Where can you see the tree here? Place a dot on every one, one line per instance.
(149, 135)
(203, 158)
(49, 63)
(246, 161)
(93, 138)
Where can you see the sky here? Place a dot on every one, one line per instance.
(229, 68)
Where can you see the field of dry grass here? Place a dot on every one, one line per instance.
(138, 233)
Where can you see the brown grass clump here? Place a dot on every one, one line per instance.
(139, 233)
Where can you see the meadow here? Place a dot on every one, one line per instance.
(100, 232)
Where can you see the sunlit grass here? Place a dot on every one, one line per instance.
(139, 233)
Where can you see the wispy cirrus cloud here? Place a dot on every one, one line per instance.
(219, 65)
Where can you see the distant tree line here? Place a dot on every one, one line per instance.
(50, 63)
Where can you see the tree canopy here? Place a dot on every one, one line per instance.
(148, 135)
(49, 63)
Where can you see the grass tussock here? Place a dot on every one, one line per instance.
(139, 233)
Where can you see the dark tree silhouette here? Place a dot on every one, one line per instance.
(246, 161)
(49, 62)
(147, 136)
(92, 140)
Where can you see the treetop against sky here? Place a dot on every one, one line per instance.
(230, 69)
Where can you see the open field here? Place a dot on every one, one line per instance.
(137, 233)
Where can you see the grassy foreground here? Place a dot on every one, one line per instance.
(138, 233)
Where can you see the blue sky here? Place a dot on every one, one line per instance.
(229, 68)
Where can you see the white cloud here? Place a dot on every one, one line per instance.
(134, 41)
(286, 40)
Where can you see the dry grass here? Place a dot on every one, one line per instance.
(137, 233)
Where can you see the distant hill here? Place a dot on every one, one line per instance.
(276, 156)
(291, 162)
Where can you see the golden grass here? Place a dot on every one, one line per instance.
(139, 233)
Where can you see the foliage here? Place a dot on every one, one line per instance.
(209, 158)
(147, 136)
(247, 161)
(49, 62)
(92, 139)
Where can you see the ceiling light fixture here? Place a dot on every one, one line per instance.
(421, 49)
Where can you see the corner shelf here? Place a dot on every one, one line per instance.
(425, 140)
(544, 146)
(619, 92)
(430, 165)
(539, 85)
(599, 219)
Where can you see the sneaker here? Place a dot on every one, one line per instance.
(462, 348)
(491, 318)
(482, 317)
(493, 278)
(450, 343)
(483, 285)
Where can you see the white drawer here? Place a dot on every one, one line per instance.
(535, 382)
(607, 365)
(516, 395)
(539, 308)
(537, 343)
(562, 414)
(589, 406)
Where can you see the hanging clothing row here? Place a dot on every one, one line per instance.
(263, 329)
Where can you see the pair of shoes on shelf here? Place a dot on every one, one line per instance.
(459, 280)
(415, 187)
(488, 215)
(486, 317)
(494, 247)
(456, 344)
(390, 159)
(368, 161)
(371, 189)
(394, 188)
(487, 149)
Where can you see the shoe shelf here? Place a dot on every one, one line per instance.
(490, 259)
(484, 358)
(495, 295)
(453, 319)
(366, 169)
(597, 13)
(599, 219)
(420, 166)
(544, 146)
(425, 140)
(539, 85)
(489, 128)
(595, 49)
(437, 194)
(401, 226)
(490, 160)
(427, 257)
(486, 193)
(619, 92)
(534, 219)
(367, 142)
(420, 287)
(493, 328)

▸ **Directions**
Restate the data above exactly, keeping each word as it stands.

▸ **The output**
Where can you see the tree here? Place a dot on every one, one line per instance.
(149, 135)
(203, 158)
(49, 63)
(246, 161)
(93, 138)
Where can you see the sky here? Place a dot on every one, one line per instance.
(229, 68)
Where can you see the field of dry grass here? Place a dot on every one, one line per instance.
(138, 233)
Where can you see the brown grass clump here? Place a dot on every one, one line per instance.
(139, 233)
Where can you see the meadow here? Place a dot on every one, one line per instance.
(100, 232)
Where can you see the sunlit grass here? Place a dot on every one, one line per instance.
(139, 233)
Where can you see the wispy cirrus cloud here? Place a dot on every one, one line per instance.
(219, 65)
Where can you see the distant tree line here? Place a dot on every one, one line per instance.
(50, 63)
Where can you see the tree canopy here? Place a dot on every one, one line per instance.
(148, 135)
(49, 63)
Where can you see the grass tussock here? Place a dot on every one, one line per instance.
(139, 233)
Where can you see the dark tree silhouette here? Place a dot on every one, one line per instance.
(246, 161)
(49, 62)
(147, 136)
(92, 140)
Where can you see the treetop against sky here? Place a dot on every one, one line per instance.
(230, 69)
Where can you see the open field here? Place a dot on every one, one line per instance.
(137, 233)
Where can you see the grassy foreground here? Place a dot on every one, one line per instance.
(138, 233)
Where can you see the blue sky here? Place a dot on every one, one line per instance.
(229, 68)
Where can you see the white cloud here? Place a dot on every one, one line per instance.
(134, 41)
(286, 40)
Where can you see the dry grass here? Place a dot on every one, one line per instance.
(137, 233)
Where can you see the distant hill here? Place a dot on every one, one line per instance.
(276, 156)
(291, 162)
Where can you see the golden grass here? Place a dot on every one, one line per instance.
(139, 233)
Where can you see the foliage here? Place a dot on every one, one line per instance.
(209, 158)
(147, 136)
(247, 161)
(49, 62)
(92, 139)
Where can you see the ceiling light fixture here? Place a dot on every one, one line per instance.
(421, 49)
Where can you see the corner shelf here? Place a dot on every one, one line per instance.
(425, 140)
(544, 146)
(619, 92)
(430, 165)
(539, 85)
(599, 219)
Where can you see the sneaker here? Place a dot on every one, one line per instance.
(462, 348)
(491, 318)
(482, 317)
(493, 278)
(450, 343)
(483, 285)
Where can you see the white drawer here? Place a dot on every one, one line per instance.
(535, 382)
(607, 365)
(516, 395)
(539, 308)
(537, 343)
(562, 414)
(589, 406)
Where can you see the hanging clothing row here? Place a dot on every one, one line per instance.
(263, 329)
Where can you see the pair of shoes on shelf here? Place a dot on every one, one line per instance.
(459, 280)
(415, 187)
(488, 215)
(486, 317)
(494, 247)
(456, 344)
(390, 159)
(368, 161)
(371, 189)
(394, 188)
(487, 149)
Where can you see the shoe shelf here? Place a dot on every one, one line per instance.
(490, 259)
(484, 358)
(495, 295)
(453, 319)
(366, 169)
(597, 13)
(599, 219)
(420, 166)
(544, 146)
(425, 140)
(539, 85)
(489, 128)
(595, 49)
(437, 194)
(401, 226)
(490, 160)
(427, 257)
(486, 193)
(619, 92)
(534, 219)
(367, 142)
(420, 287)
(493, 328)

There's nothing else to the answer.